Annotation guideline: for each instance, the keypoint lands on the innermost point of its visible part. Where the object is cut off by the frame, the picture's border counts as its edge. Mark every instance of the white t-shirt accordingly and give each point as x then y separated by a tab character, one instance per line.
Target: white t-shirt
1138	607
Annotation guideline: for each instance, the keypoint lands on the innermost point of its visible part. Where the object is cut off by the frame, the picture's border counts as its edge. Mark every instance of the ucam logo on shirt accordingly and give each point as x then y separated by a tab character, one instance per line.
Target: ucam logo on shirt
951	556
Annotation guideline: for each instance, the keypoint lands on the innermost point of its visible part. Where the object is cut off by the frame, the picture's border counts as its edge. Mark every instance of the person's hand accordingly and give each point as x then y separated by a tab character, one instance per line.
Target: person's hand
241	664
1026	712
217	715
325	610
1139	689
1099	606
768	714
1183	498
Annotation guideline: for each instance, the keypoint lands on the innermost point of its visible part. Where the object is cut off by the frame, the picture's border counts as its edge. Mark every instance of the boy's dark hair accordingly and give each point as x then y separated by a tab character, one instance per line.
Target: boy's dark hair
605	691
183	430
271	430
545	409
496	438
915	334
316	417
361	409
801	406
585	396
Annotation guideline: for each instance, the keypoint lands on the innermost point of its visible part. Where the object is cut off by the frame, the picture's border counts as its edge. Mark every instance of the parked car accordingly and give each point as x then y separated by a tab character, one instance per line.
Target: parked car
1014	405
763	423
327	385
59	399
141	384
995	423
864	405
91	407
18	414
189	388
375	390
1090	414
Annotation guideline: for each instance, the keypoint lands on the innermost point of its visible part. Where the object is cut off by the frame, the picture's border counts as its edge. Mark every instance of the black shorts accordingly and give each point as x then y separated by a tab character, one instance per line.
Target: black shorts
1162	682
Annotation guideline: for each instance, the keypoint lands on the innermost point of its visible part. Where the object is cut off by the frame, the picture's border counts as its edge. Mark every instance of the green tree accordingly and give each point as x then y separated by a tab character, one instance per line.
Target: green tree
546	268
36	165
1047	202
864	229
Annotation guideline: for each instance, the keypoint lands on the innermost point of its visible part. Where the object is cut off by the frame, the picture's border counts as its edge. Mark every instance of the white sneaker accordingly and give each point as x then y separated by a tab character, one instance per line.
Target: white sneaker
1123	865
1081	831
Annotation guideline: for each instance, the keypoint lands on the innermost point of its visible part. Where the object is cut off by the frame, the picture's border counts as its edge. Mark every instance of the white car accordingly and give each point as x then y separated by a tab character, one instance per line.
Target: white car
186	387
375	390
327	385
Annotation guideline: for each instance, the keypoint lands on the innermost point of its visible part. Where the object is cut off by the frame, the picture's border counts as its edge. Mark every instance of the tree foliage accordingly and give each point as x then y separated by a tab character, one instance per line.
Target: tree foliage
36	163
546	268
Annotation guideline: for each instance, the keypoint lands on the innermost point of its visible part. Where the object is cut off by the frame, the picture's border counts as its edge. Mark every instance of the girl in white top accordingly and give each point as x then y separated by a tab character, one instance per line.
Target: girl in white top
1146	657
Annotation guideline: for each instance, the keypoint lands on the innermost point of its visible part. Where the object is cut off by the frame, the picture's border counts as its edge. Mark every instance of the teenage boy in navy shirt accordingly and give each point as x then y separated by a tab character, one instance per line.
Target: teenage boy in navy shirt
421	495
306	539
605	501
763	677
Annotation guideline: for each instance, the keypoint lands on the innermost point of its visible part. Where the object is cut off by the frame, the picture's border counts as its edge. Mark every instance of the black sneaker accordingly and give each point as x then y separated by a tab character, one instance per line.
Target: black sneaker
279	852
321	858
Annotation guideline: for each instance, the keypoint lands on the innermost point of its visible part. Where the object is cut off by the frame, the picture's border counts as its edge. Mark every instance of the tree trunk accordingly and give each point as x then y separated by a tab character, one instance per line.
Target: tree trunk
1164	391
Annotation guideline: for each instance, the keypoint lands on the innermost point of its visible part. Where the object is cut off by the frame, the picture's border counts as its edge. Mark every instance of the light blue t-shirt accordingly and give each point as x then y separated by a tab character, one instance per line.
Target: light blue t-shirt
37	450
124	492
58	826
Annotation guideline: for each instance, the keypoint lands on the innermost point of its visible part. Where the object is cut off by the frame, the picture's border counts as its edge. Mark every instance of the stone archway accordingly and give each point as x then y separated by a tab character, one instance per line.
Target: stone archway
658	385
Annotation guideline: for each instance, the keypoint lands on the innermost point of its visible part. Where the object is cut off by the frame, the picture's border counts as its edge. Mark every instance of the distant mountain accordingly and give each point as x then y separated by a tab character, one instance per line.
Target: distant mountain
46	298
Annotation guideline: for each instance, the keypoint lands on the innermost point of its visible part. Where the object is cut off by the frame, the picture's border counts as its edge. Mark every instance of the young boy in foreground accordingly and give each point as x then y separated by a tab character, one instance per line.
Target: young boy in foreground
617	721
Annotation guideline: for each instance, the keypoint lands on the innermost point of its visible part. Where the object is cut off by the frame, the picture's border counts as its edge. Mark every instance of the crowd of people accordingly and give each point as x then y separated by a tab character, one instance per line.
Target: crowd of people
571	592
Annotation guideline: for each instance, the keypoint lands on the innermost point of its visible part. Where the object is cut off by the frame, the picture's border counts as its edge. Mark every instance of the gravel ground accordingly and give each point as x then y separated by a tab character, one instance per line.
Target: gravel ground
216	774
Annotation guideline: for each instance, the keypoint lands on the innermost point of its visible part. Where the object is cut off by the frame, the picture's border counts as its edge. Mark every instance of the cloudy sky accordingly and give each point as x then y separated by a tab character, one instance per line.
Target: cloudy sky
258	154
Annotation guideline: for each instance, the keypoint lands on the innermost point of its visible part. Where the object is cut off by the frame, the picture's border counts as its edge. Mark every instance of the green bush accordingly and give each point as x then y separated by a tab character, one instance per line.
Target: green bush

==*==

Directive. Please write out all of the data above again, putting "marker" wherever "keypoint" appears and changing nothing else.

Output of the exercise.
Annotation guideline: for each instance, the marker lands on the innermost point of its visible part. Where the object is cut off by the frame, the picture's border counts as its edge. Mark every instance of the white t-shirt accordingly and give each point as x then y separated by a tab character, one instance per line.
Target: white t-shirt
1138	607
Annotation guideline: for each instance, the marker lands on the innermost point of its visible part. Where the object is cut off by the frame, the picture's border counts as its edge. Mark every instance of the ucam logo on shirt accordingly and give each point as x then y separated by a tab character, one instance per line.
Target: ucam logo on shirt
951	556
Annotation guideline: for each instance, the marker lands on the innermost point of its visible part. Where the object is cut off by the frame, the picture's border counts as its edge. Mark every instance of the person's hand accordingly and give each point as x then y separated by a tab character, one instance per line.
Target: person's hand
241	664
1026	712
217	715
325	610
1139	689
1099	606
768	714
1183	498
Annotation guideline: for each instance, the marker lands on the innermost point of its visible part. Where the object is cut off by the frame, the picture's border counts as its edge. Mark every instance of the boy's dark hair accordingly and give each point as x then y separated by a tab character, one instance per line.
Target: boy's dark hair
605	691
183	430
271	430
545	409
496	438
915	334
316	417
361	409
801	406
585	396
Annotation guideline: for each instance, the marker lands on the innermost point of its visible part. Where the object is cut off by the frame, the picture's border counts as its edge. Mark every instance of the parked car accordingly and give each point as x then y separated by a tab character, one instance per line.
Target: parked car
1014	405
763	423
327	385
59	399
141	384
995	423
864	405
91	407
18	414
189	388
375	390
1090	414
Annotation guideline: for each instance, the marker lands on the innermost point of its visible part. Where the object is cut off by the frame, the picture's border counts as its edge. Mark every instance of the black shorts accordingly and give each point as x then y separated by a tab character, one instance per line.
Target: black shorts
1162	682
Annotation guideline: for each instance, the marker lands on the innermost point of its visible part. Where the object is cut off by the frame, the picture's border counts as its edge. Mark every instance of the green tree accordingly and give each point as x then y separated by a tab character, one instance per line.
Target: green tree
546	268
36	165
1047	202
864	229
Annotation guideline: for each instance, the marker lands on the innermost point of its visible part. Where the object is cut off by the frame, the picture's border counts as its edge. Mark every instance of the white sneaker accordingly and give each point as x then y separated by a tab character, one instance per line.
Target: white sneaker
1123	865
1081	831
Annotation guideline: for each instance, the marker lands on the innermost point of its visible part. Where the object is cut off by the frame, the picture's border counts as its edge. Mark every instance of the white car accordingly and give each point as x then y separated by a tab character, one instance per line.
Target: white car
186	387
375	390
327	385
Annotation guideline: for each instance, the marker lands on the innermost point of its visible part. Where the object is cut off by the frame, the picture's border counts as its edge. Mark every instance of the tree foliage accordingly and give each point as x then y separated by a tab character, one instance per line.
Target: tree foliage
36	163
546	268
Annotation guideline: for each instance, the marker lands on the innermost point of its visible part. Where the object is cut off by the frame, the picture's border counts as its edge. Mark every instance of the girl in white top accordingly and give each point as x then y separated by a tab character, one instance per line.
Target: girl in white top
1146	657
Annotation guideline: for each instance, the marker lands on the innermost point of its visible part. Where the object is cut off by the frame, the picture's border counts as its edge. Mark every instance of the teenage boy in navy shirt accordingly and give each point as x then y separated by a tab character, one instance per line.
Target: teenage boy in navy shirt
421	495
306	539
605	501
763	677
Annotation guideline: for each instance, the marker lands on the innermost point of its visible part. Where the object is cut off by the frame, the picture's border counts as its edge. Mark every instance of the black sneaker accordingly and give each point as x then y separated by a tab character, one instance per line.
Target: black sneaker
279	852
321	858
Annotation guideline: for each instance, the marker lands on the innermost point of its visible part. Where the object is cut off by the frame, the picture's border counts as its edge. Mark every instance of the tree trunk accordingly and give each point as x then y separated by a tab character, one instance per line.
Target: tree trunk
1164	391
Annotation guideline: for each instance, the marker lands on the innermost point of its visible part. Where the object is cut off by the frame, the picture's border counts as its edge. Mark every instance of the light blue t-shirt accordingly and give each point as x then y separated by a tab character, one instance per line.
Target: light blue t-shirt
37	450
124	492
58	826
Annotation guideline: for each instance, the marker lands on the innermost point of its visible part. Where the object is cut off by the frame, the picture's border counts as its edge. Mark every instance of the stone archway accordingly and give each point as x then y separated by a tab character, one instance per line.
Target: stone archway
658	385
Annotation guideline: for each instance, the marker lands on the innermost point of its visible part. Where the object is cut off by the frame, the picture's border counts as its edge. Mark every instance of the distant mountain accordingly and give each point as x then y separated by a tab character, one instance per line.
Target: distant mountain
46	298
Annotation guideline: for each instance, the marker lands on the innermost point of its visible part. Where the object is cut off by the frame, the picture's border counts as its edge. Mark every instance of the young boy in foreground accordingly and give each point as x then y separated by a tab character, one instance per line.
Target: young boy in foreground
617	721
Annotation guideline: for each instance, the marker lands on the innermost point of its visible part. Where the object is cut off by the frame, the picture's border counts as its edge. Mark every instance of the crowd of people accordingly and give each point as x then y separated by a tab character, one instance per line.
Target: crowd of people
571	592
Annotation guideline: for each instance, the marker lands on the innermost point of its visible part. Where the object is cut off by the frame, the picture's border counts as its edge. Mark every instance of the gravel ground accordingly and give each point as x then y separated by a tab character, one instance per line.
Target: gravel ground
216	774
Annotation guideline: for each instance, the marker lands on the innermost point of its visible part. Where the object is cut off by the frame, the picture's border counts as its edge. Mark every instance of the cloudy sky accordingly and give each point as x then y separated by a tab character, one instance per line.
Target: cloudy sky
258	154
Annotation guideline: for each instance, the marker lands on the innermost point of its visible part. Where the object is cut off by the frame, the picture's border counts as its edge. Mark every instance of the green bush accordingly and give each point as x then y separated by a tab character, one instance per line.
Target: green bush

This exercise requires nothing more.